Crise nas infinitas Terras |
Crise de Identidade |
Crise infinita |
Legado das estrelas |
Super-Homem, a reformulação por John Byrne |
Supergirl 1 |
O megacrossover Crise nas Infinitas Terras foi produzido na década de 1980, com maestria, por Marv Wolfman e George Pérez, com propósitos claros: simplificar o quadriverso DC, unificando as realidades paralelas numa linha temporal coesa e de fácil acesso a novos leitores, reescrevendo a história de seus principais heróis, buscando suas essências, que teriam se perdido ao longo das décadas. Super-Homem, Batman e Mulher-Maravilha tiveram suas origens recontadas pelos artistas de maior destaque na época, a Supermoça morreu durante a saga e foi apagada da existência, enquanto o Flash também se sacrificou e foi substituído por seu parceiro Kid Flash. Duas décadas depois, os eventos Crise de Identidade e Crise Infinita chegam abalando o Universo DC, abrindo espaço para discussões sobre os efeitos da maxissérie original, a situação da cronologia e do próprio cerne dos quadrinhos de super-heróis.

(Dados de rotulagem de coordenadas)
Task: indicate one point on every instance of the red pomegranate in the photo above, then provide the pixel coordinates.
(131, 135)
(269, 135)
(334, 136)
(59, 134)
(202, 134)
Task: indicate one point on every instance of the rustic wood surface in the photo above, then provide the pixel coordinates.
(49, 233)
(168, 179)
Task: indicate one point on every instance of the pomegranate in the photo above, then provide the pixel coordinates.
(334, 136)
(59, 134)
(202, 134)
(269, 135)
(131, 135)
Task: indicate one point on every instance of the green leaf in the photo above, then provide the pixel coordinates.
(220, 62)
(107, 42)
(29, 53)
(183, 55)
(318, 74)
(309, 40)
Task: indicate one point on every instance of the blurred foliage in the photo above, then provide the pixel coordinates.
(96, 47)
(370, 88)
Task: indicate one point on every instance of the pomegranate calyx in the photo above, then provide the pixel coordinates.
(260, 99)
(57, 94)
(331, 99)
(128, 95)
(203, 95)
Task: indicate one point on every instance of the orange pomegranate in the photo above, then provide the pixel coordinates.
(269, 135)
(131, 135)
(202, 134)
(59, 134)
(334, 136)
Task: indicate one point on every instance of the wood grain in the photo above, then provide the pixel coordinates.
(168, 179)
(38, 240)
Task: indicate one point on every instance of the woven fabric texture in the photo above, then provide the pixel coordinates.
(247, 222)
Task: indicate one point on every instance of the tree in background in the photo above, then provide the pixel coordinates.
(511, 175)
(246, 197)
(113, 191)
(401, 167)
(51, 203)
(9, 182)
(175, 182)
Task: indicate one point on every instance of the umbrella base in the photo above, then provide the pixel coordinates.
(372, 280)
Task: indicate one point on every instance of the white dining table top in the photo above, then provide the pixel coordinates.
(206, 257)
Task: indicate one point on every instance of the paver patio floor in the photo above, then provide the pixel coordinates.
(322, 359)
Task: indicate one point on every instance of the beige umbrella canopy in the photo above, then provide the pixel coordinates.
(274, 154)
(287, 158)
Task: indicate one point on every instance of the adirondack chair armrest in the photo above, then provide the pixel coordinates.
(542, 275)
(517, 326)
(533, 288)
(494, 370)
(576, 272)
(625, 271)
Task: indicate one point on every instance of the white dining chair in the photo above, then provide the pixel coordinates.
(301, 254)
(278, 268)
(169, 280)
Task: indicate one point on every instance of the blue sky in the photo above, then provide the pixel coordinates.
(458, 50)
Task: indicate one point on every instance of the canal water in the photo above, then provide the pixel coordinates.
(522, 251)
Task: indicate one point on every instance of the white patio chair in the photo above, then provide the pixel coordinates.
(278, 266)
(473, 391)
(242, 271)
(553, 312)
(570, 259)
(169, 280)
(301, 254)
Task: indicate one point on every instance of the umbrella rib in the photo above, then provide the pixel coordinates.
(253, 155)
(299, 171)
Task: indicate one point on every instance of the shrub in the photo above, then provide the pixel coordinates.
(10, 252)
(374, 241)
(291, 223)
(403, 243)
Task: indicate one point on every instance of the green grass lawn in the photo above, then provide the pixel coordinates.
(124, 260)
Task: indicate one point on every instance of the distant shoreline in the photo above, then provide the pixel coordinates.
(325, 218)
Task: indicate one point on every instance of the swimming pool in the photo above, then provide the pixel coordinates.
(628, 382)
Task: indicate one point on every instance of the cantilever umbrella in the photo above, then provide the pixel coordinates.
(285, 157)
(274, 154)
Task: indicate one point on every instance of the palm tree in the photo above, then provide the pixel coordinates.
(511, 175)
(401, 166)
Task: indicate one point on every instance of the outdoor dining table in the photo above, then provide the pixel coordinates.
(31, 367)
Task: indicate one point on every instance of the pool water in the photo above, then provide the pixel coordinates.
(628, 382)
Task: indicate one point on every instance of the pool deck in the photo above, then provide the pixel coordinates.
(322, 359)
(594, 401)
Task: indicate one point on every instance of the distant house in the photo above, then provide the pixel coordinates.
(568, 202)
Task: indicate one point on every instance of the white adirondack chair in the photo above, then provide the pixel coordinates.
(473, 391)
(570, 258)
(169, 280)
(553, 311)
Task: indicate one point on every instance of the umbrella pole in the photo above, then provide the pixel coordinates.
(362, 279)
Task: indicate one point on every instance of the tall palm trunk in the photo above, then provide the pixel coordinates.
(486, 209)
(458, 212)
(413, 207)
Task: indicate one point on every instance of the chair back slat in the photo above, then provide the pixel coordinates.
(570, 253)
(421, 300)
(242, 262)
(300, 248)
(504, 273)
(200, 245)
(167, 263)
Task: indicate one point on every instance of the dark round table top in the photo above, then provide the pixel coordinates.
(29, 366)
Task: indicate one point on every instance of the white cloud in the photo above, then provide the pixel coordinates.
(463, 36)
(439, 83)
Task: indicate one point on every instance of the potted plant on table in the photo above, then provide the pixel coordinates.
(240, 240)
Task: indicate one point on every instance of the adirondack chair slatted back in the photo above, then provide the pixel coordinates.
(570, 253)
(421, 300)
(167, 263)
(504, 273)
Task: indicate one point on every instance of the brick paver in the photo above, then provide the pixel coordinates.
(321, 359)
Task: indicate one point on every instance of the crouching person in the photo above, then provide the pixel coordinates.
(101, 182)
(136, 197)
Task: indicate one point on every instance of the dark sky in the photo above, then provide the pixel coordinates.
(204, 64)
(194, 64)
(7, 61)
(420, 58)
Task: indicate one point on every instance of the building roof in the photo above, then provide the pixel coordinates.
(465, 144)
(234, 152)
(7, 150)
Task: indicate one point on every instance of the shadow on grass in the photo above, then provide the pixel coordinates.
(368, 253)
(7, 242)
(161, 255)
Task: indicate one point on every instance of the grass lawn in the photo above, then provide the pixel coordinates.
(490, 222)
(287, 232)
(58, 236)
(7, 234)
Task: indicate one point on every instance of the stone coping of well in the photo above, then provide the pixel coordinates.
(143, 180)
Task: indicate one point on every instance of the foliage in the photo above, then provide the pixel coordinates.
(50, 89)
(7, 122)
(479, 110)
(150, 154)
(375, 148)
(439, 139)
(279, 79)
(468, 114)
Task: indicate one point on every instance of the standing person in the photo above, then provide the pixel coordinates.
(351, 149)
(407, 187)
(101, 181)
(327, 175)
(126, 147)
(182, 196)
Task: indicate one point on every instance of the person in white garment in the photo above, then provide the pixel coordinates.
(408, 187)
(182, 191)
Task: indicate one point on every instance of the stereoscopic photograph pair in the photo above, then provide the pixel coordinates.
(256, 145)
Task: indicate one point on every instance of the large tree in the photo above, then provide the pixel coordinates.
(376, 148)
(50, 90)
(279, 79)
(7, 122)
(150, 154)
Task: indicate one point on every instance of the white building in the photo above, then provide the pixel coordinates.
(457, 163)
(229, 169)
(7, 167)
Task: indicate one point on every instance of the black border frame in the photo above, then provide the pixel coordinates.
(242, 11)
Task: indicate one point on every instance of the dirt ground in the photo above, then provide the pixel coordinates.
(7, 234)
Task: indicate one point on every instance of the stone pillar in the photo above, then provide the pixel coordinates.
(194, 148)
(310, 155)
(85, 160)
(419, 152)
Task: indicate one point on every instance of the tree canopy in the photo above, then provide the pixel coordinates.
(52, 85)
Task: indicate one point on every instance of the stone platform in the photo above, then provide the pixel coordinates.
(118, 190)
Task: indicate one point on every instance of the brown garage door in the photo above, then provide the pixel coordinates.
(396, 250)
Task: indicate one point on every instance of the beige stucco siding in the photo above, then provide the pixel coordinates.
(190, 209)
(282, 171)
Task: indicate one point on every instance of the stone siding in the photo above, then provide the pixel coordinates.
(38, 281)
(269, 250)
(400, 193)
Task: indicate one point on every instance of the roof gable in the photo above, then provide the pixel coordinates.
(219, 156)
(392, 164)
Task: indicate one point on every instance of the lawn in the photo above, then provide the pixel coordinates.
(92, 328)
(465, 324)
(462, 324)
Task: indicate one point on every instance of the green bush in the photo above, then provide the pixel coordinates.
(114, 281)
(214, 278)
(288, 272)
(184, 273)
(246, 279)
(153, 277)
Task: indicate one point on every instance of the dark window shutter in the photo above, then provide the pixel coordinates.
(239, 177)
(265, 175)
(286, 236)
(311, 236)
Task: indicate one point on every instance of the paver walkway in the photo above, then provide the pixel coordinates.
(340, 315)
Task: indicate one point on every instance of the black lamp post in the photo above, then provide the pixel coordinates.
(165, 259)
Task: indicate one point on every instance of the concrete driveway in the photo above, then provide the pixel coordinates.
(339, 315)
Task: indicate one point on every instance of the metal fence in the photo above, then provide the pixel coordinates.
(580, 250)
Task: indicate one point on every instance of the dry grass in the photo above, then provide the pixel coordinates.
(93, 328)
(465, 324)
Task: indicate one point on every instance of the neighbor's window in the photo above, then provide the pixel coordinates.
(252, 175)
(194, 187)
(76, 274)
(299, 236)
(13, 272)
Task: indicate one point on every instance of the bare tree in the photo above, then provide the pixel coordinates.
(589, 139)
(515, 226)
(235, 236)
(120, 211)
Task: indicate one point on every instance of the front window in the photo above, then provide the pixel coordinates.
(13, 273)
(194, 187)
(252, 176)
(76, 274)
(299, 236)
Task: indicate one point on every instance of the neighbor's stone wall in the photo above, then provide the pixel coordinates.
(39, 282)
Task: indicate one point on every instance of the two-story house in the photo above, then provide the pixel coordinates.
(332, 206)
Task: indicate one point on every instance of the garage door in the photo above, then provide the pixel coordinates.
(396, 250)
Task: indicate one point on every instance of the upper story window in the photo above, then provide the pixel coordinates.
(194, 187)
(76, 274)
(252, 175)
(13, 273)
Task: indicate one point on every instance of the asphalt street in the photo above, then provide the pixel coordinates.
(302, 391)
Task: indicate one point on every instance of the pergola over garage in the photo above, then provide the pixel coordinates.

§ **Instrução dada 1**
De acordo com o trecho, quem produziu o megacrossover Crise nas Infinitas Terras?
§ **Instrução dada 2**
Liste todos os heróis que, segundo o trecho, tiveram suas origens recontadas.
As entradas não têm relação alguma com o trecho.

§ **Resposta correta 1**
Marv Wolfman e George Pérez.

§ **Resposta correta 2**
Super-Homem, Batman e Mulher-Maravilha.